[Collected data]
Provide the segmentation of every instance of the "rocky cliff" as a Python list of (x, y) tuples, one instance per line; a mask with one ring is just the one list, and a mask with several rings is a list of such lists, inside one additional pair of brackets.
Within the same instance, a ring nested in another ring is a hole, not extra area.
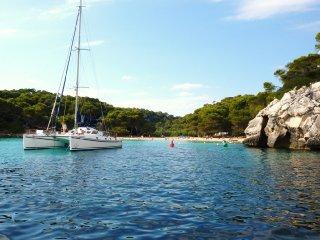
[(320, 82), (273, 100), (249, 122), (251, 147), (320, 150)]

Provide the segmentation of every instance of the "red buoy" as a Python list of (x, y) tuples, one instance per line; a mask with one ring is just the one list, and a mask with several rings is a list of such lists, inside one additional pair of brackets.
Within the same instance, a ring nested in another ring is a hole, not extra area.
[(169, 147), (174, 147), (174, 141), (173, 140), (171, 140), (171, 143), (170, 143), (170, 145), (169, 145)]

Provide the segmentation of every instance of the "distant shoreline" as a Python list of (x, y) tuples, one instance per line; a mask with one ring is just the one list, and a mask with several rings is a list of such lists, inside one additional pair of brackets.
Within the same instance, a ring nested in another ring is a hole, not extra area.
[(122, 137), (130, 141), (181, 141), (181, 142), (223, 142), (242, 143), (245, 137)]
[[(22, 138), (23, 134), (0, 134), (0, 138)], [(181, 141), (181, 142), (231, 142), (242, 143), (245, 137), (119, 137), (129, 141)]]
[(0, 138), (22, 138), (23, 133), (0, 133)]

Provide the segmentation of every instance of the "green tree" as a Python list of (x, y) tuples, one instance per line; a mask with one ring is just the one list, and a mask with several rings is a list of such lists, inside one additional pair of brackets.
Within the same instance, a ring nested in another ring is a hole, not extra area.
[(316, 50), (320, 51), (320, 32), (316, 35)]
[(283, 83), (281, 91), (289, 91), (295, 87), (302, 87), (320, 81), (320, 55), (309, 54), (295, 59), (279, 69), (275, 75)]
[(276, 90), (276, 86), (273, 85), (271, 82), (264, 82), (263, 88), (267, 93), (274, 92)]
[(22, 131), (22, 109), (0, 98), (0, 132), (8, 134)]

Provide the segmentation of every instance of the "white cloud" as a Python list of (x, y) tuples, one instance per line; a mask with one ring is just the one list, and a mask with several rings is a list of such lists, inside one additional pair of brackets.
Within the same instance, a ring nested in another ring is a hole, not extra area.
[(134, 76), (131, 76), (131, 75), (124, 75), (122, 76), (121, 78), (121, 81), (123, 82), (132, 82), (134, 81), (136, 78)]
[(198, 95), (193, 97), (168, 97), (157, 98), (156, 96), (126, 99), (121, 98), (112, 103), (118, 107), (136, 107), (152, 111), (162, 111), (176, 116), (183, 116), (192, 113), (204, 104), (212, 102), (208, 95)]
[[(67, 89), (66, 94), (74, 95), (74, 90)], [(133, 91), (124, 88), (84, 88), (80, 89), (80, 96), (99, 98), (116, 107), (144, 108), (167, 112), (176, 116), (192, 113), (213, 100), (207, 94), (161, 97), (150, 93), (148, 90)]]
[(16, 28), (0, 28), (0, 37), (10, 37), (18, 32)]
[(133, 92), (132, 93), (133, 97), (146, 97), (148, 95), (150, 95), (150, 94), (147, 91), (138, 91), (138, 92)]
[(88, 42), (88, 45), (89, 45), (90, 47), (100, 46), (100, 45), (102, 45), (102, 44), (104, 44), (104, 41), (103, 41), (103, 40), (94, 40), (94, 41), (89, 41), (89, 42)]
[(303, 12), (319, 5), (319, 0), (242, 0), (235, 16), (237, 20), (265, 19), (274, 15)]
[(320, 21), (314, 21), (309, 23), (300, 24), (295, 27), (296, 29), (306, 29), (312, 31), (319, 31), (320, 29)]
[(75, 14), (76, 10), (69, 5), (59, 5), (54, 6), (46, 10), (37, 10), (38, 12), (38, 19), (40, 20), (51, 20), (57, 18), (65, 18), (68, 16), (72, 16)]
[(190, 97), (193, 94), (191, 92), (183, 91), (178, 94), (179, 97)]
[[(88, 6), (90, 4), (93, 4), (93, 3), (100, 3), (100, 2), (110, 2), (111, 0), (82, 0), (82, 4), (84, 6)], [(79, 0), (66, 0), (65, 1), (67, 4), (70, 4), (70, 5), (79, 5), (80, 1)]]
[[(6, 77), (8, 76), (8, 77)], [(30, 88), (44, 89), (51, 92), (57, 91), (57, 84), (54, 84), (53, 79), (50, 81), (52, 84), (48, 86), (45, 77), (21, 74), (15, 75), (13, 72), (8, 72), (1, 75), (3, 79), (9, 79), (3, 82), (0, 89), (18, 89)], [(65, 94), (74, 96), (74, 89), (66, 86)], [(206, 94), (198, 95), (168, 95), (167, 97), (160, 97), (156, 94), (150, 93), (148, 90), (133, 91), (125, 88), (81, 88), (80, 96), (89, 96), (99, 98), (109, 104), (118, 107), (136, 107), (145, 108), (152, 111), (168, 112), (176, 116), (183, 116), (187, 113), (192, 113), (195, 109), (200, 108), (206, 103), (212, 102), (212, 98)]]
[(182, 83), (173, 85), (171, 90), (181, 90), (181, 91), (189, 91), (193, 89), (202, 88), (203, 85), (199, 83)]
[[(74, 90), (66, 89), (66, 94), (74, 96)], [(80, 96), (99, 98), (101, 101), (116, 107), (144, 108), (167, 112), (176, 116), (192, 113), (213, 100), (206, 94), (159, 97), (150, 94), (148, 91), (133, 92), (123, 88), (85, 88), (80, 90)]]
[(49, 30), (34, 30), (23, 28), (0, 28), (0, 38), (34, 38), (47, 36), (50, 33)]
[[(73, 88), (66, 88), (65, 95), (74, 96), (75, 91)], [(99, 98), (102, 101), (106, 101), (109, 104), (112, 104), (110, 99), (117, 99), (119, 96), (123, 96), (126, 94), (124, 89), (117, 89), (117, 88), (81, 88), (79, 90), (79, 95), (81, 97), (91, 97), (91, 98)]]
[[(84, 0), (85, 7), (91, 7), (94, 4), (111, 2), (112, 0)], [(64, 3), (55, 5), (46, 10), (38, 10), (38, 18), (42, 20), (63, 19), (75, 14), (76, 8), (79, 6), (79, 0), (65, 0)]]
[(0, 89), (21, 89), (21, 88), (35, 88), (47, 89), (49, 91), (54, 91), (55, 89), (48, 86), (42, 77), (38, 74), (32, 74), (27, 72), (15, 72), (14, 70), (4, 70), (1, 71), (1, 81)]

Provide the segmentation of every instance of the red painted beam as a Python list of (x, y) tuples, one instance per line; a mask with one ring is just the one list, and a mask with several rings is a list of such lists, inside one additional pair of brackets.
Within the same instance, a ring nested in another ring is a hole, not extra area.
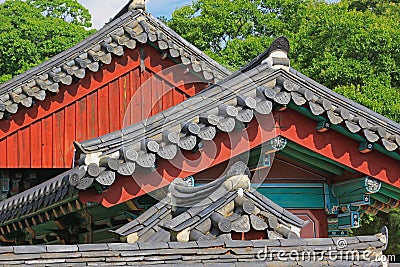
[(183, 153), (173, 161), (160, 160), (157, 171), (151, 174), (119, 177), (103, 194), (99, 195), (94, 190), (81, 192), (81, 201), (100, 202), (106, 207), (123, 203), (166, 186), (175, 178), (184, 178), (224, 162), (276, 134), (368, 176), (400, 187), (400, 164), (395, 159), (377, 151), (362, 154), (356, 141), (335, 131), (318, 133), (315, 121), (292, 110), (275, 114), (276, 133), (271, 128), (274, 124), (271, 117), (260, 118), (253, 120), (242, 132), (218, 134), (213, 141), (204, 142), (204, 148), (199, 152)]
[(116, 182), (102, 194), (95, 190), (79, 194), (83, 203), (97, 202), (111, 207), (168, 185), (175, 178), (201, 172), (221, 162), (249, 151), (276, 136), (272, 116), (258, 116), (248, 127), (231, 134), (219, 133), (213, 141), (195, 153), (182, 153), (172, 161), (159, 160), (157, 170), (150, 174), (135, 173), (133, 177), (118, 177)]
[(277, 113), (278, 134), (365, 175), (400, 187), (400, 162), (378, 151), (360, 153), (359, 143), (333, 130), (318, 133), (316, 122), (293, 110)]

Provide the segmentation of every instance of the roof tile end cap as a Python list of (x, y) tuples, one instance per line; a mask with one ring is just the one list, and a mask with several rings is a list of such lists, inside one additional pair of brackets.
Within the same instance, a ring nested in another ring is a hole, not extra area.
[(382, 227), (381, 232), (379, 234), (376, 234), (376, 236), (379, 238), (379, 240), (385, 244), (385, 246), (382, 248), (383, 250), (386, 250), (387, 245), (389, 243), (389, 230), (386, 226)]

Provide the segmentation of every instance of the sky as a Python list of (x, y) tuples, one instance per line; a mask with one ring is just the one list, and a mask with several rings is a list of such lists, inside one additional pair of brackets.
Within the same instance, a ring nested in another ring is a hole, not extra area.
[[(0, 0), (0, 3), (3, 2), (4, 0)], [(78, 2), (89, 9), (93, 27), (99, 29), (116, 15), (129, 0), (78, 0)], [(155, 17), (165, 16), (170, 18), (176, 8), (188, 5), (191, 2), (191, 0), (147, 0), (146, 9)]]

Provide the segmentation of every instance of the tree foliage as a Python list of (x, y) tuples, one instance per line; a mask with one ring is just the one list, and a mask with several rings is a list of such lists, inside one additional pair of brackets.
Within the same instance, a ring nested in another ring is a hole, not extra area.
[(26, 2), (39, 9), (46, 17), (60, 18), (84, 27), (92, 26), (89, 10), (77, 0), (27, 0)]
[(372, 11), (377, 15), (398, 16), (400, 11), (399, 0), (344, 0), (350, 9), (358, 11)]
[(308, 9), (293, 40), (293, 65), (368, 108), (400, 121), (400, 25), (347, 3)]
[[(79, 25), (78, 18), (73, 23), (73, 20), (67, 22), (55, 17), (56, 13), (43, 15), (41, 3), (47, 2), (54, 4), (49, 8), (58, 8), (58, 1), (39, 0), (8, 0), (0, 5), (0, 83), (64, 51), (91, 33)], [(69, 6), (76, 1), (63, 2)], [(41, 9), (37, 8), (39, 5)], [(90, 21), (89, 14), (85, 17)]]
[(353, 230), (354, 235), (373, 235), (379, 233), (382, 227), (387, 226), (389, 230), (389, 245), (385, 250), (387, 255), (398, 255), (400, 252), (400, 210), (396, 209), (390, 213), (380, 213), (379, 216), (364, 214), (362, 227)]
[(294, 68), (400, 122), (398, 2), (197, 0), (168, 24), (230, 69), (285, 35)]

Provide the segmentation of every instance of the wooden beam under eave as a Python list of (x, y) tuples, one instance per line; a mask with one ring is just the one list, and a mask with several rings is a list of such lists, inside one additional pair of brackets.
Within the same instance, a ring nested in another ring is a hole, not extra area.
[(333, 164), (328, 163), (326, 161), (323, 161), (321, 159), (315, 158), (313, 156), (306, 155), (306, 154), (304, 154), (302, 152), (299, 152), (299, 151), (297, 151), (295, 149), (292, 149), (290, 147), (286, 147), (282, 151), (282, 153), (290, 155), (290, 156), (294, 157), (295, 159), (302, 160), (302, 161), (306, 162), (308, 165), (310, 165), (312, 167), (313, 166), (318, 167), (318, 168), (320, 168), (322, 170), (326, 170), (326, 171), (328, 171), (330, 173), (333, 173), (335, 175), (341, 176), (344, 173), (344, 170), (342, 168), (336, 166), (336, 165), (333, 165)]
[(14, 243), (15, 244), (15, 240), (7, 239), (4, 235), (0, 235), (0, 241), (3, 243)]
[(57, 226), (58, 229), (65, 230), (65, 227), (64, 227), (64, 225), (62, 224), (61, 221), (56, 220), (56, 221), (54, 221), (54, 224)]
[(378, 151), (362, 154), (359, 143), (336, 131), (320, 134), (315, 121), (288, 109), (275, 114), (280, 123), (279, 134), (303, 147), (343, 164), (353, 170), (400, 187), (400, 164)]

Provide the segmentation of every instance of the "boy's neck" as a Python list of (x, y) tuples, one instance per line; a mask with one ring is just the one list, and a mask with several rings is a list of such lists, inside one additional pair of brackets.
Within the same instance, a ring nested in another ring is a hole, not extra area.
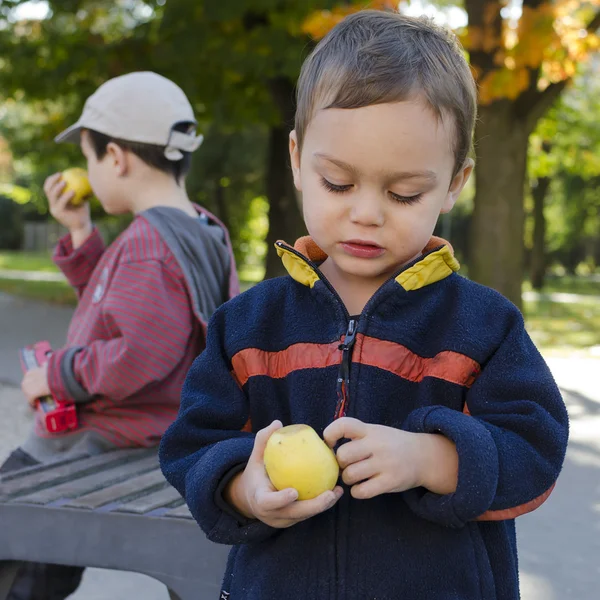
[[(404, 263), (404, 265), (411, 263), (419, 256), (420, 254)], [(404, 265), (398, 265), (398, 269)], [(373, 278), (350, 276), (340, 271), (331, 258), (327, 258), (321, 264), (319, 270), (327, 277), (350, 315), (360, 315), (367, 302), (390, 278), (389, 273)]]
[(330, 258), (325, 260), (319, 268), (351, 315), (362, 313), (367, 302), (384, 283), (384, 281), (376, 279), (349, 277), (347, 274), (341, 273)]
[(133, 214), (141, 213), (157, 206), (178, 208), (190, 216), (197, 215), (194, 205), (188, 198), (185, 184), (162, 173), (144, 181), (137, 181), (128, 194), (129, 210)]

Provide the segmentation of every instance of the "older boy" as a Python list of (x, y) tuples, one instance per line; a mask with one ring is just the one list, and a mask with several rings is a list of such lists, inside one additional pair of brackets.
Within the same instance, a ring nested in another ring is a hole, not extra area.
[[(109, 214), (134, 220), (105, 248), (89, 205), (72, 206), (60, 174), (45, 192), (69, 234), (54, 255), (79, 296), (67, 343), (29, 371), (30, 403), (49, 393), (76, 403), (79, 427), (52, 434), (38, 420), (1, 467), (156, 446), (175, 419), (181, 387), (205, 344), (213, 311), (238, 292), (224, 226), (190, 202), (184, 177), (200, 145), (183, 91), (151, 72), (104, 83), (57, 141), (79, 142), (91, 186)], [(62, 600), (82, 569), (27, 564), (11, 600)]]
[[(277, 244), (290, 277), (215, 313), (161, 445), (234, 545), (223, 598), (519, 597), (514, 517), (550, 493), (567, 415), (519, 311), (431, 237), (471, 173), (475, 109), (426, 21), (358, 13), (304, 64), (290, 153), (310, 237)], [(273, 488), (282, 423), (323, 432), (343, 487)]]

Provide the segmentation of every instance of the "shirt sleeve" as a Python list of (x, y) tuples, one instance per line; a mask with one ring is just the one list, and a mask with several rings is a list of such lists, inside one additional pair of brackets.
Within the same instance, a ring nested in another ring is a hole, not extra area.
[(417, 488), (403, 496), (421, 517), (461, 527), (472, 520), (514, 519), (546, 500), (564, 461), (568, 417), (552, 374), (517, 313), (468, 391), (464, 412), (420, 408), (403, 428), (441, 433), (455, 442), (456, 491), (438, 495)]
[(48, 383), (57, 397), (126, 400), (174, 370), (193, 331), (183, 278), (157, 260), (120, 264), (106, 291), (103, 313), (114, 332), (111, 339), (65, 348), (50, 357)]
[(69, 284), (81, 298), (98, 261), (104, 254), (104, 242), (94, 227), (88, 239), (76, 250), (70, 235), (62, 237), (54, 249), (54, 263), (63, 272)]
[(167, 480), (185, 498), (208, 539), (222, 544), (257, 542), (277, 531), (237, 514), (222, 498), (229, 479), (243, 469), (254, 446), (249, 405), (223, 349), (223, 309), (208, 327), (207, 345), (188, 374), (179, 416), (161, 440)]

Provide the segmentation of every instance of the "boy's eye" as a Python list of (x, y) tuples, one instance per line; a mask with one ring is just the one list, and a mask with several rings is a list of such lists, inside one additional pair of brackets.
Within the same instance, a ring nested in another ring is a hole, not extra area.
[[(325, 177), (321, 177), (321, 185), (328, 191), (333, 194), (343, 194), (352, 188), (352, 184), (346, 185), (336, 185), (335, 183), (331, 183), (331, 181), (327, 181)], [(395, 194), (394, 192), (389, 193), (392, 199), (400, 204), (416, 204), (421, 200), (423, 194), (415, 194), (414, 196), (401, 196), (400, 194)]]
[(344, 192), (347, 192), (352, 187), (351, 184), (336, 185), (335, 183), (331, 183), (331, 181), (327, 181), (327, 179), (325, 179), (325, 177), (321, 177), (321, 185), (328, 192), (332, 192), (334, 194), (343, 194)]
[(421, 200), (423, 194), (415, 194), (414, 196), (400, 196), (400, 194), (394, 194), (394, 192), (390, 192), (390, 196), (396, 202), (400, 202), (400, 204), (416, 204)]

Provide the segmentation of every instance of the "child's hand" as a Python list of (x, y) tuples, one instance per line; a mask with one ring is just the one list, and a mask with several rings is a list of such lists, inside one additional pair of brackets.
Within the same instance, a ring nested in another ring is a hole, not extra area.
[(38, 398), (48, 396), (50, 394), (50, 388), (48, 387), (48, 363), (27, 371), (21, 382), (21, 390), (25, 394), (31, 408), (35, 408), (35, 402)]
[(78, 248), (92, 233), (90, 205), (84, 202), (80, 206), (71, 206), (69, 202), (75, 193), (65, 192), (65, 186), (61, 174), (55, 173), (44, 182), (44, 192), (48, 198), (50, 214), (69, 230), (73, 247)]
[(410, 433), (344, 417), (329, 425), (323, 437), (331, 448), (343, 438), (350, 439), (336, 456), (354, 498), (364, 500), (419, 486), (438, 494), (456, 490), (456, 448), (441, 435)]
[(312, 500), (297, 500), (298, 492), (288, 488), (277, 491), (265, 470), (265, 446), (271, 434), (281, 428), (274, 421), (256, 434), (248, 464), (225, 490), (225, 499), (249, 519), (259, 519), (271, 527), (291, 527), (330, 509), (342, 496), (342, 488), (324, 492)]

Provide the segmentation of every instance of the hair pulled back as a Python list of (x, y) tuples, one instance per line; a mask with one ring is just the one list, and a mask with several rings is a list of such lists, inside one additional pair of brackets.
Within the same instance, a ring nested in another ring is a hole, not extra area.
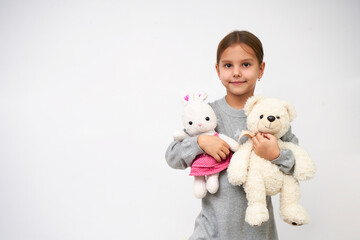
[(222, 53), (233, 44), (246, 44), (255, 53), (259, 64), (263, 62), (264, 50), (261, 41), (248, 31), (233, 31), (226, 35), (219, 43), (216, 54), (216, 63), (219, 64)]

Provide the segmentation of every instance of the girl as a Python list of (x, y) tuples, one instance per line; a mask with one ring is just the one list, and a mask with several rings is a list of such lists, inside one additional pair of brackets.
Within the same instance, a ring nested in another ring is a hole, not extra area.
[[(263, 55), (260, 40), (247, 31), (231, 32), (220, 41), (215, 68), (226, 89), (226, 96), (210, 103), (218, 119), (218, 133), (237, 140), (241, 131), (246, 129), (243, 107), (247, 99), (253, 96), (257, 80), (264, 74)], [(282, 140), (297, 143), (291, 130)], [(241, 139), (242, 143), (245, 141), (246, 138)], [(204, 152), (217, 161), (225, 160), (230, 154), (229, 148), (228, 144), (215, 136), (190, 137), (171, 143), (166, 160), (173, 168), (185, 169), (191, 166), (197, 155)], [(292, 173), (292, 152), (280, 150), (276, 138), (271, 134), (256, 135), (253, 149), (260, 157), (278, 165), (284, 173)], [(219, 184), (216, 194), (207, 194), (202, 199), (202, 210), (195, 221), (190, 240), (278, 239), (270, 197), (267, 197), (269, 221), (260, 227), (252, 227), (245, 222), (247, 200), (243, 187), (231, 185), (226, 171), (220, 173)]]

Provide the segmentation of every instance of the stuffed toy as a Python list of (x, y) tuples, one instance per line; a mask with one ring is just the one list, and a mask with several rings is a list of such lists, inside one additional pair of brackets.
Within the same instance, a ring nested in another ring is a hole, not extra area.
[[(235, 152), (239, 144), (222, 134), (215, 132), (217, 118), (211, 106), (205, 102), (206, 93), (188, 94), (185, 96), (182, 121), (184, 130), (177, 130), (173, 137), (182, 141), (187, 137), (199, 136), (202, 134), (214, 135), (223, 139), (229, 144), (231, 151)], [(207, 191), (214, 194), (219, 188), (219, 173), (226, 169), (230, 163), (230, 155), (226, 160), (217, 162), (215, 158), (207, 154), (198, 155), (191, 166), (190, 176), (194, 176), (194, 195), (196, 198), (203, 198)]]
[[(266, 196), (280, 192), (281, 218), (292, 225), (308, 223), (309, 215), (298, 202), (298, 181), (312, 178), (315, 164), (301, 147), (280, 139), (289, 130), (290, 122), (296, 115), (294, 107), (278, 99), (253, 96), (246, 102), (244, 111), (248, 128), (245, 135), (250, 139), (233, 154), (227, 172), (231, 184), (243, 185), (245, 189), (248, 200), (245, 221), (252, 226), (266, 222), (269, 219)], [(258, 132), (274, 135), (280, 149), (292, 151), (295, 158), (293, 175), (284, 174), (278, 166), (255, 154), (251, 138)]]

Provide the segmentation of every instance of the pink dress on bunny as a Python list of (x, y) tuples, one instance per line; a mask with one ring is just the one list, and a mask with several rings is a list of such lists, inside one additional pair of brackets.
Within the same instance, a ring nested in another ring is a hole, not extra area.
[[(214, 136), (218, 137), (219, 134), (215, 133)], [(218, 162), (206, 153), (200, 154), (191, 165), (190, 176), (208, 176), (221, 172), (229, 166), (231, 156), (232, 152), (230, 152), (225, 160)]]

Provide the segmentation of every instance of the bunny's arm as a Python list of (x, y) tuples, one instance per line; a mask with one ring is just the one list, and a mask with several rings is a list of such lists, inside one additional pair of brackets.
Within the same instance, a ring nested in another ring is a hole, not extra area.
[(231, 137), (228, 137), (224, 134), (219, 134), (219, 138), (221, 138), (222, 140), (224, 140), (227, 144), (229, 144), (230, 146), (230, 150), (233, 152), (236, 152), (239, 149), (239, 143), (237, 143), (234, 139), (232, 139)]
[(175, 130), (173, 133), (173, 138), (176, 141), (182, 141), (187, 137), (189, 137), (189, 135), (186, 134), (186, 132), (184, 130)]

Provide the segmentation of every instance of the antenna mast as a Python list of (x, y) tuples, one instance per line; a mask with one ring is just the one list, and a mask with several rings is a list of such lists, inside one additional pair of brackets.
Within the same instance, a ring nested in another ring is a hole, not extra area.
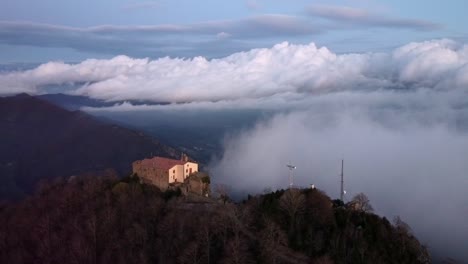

BRIEF. The lines to return are those with the string "tree" in them; copy each from the entries above.

RESPONSE BOX.
Provide the segmentation of every instance of the "green tree" as a Python list of (x, y) tuples, one instance per line; a mask with one ring is just the one list, and a mask with several rings is a list of such lists, inside one additional pair of brackets.
Provide the segmentation of every instance of the tree foliage as a Python list of (x, y) tuples, one instance per line; a mask with one ring is just the one list, and a mask with several rings is a list of such lists, inside one additional pair of brackets.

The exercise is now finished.